● VOTRE CONSIGNE
Poursuivez le passage sur les théories de jauge après sa dernière phrase.

Vint ensuite dans les années 1970 la théorie de l'interaction nucléaire forte, élaborée par Gross, Politzer et Wilczek ; ces trois auteurs ont obtenu le prix Nobel de physique 2004[9]. Cette théorie, également baptisée chromodynamique quantique (Q.C.D.), est bâtie sur le groupe de jauge de couleur. Les particules matérielles (quarks) y interagissent en échangeant un ou plusieurs bosons virtuels, les gluons. Comme le photon, les gluons sont des particules de masse nulle. Mais, à la différence du photon, les gluons portent une charge de couleur et interagissent entre eux : contrairement à l'électrodynamique de Maxwell, les théories de Yang-Mills sont en effet non-linéaires. Une autre propriété remarquable de la chromodynamique quantique a été celle de la liberté asymptotique c'est-à-dire le fait pour les quarks de voir leur interaction faiblir lorsque les énergies mises en jeu sont très grandes et au contraire d'interagir très fortement à faible énergie. Ce phénomène particulier est à l'origine du mécanisme de confinement des quarks qui empêche d'observer un quark dans un état isolé. En effet, si on augmente la distance entre deux quarks leur énergie d'interaction devient si grande que d'autres quarks surgissent du vide environnant de sorte que la charge de couleur observée de loin reste toujours nulle.
Une étape décisive dans la validation de ces théories de jauge non-abéliennes a été la preuve de leur renormalisabilité, établie en 1972 par 't Hooft et Veltman, prix Nobel de physique 1999[10].

● ENTRÉES EXTRAITES
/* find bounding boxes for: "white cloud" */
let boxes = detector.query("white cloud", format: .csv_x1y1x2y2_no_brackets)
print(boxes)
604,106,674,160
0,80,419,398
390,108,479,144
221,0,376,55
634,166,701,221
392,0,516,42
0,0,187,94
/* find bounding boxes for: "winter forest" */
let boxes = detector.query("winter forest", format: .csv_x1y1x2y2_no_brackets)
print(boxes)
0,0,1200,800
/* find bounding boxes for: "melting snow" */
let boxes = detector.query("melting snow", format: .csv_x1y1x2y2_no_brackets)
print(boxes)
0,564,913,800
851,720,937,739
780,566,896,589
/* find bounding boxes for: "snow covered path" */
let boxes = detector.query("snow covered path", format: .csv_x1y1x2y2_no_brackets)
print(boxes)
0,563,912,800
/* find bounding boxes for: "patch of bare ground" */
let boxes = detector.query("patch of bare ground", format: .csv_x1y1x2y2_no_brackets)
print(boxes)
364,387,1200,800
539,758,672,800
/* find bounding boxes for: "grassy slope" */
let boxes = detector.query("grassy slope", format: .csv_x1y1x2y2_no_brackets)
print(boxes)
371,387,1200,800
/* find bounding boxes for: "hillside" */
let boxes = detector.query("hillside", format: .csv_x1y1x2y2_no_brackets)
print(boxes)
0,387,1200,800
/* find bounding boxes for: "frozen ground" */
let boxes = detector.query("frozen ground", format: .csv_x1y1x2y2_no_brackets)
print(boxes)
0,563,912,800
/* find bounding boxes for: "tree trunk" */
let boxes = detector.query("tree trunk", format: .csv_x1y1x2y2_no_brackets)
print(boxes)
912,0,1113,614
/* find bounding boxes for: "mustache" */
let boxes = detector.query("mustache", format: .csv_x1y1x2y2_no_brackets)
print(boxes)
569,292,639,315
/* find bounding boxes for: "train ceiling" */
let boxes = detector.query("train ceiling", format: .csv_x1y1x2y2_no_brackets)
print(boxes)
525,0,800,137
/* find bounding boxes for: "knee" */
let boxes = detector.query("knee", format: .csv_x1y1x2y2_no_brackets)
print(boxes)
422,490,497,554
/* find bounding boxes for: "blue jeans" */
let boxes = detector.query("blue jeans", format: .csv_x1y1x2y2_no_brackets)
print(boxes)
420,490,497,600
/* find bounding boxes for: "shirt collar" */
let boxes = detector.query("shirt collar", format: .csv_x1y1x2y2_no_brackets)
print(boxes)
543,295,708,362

● LA RÉPONSE
Le programme de la physique statistique est de décrire les propriétés macroscopiques des corps à partir de leur contenu microscopique. Un problème important consiste en particulier à décrire les changements d'état, appelés également transitions de phase. Dans certaines conditions expérimentales, certains corps présentent parfois un comportement particulier qu'on range sous l'appellation de phénomène critique, qui sont caractérisés par certains exposants critiques universels. Le calcul de ces exposants critiques par les anciennes méthodes de la physique statistique (méthodes de champ moyen) donnaient des résultats en désaccord avec l'expérience.
À la fin des années 1960, Kadanoff avait introduit l'idée que les transitions de phase présentaient des propriétés d'universalité et d'invariance d'échelle. Wilson eut alors l'idée d'appliquer les méthodes de renormalisation de la théorie quantique des champs. Les succès de cette nouvelle approche ont valu à Wilson le prix Nobel de physique 1982; les spécialistes —Wilson le premier— ont été surpris que Kadanoff n'ait pas été associé à cette prestigieuse reconnaissance.
Pour sa part, la France a contribué de façon significative à cette aventure de calculs d'exposants critiques, avec les travaux réalisés dans les années 1970 par Jean Zinn-Justin (Service de physique théorique du C.É.A., Saclay), Jean-Claude Le Guillou (Laboratoire de physique théorique et hautes énergies, Université Paris 6) et Édouard Brézin (Laboratoire de physique théorique de l'E.N.S.).